--- Provided records Enclosed Below ---

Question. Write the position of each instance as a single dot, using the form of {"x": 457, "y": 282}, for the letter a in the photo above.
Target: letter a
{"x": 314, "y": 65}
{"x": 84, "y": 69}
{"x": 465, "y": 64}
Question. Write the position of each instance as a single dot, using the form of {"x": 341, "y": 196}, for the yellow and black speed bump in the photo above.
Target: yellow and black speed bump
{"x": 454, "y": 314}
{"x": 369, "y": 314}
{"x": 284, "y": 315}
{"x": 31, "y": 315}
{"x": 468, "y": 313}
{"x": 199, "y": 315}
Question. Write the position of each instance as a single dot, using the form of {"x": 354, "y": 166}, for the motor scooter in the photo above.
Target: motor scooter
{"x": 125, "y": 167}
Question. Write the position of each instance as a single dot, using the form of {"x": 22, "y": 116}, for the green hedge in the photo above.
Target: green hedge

--- End of Enclosed Provided records ---

Exercise requirements
Each record above should be set down again in its exact wording.

Task result
Question. Write the position of each instance as a single dot, using the form of {"x": 457, "y": 282}, for the letter a in the photo above.
Target: letter a
{"x": 314, "y": 65}
{"x": 84, "y": 69}
{"x": 465, "y": 64}
Question. Write the position of each instance as a single dot, using the form of {"x": 341, "y": 196}, for the yellow and black speed bump in the photo above.
Target: yellow and black speed bump
{"x": 454, "y": 314}
{"x": 369, "y": 314}
{"x": 284, "y": 315}
{"x": 31, "y": 315}
{"x": 468, "y": 313}
{"x": 199, "y": 315}
Question. Write the position of each instance as a single dot, using the form of {"x": 354, "y": 166}, for the motor scooter in the photo above.
Target: motor scooter
{"x": 125, "y": 167}
Question. Write the position of each instance as a single dot, using the form of {"x": 22, "y": 116}, for the green hedge in the photo above.
Target: green hedge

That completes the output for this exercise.